• [DATA]
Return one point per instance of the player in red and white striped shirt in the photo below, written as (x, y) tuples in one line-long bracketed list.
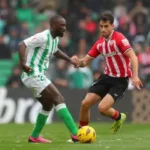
[(113, 83)]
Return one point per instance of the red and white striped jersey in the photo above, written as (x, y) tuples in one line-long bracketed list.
[(113, 50)]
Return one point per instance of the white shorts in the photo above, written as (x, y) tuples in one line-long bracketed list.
[(37, 83)]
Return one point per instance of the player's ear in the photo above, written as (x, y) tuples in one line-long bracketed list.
[(113, 25)]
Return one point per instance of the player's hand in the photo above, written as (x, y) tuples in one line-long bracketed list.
[(75, 61), (26, 68), (137, 82)]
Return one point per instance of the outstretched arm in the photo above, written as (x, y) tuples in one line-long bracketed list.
[(134, 63), (22, 57), (84, 61), (62, 55)]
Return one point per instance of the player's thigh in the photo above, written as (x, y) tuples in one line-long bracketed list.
[(106, 102), (90, 99), (119, 88), (100, 86), (51, 93)]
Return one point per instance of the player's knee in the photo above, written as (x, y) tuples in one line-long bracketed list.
[(102, 108), (85, 105), (58, 99)]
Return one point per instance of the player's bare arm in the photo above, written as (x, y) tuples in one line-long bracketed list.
[(134, 64), (22, 57), (84, 61), (62, 55)]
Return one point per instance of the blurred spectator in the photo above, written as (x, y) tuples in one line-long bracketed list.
[(144, 60), (4, 49), (120, 10), (14, 81), (5, 9), (139, 14)]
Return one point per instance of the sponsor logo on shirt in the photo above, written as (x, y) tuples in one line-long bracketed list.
[(110, 54), (125, 42)]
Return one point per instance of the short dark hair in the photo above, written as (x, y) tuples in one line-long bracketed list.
[(106, 16), (55, 18)]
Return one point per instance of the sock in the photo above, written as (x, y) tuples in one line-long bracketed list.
[(83, 123), (116, 116), (65, 115), (40, 122)]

• [GOAL OF THE EXERCISE] Taking the line with "Return one point per instance of the sponsor" as the start and the last line of the data above as the end, write out those two lines and every line between them exactly, and only those.

• [EXERCISE RESPONSE]
Return one point per instance of the sponsor logo on shirt in the photo above, written as (x, y) tuples in one line-long bracketed list.
[(110, 54), (125, 42)]
Return one point per instance of the short dark hair in the photo above, written as (x, y) tuples in one line-long bracketed list.
[(106, 16), (55, 18)]
Return one point per instance of the sock in the photo above, written as (x, y) tuples in one line-long bracketed list.
[(83, 123), (116, 116), (65, 115), (40, 122)]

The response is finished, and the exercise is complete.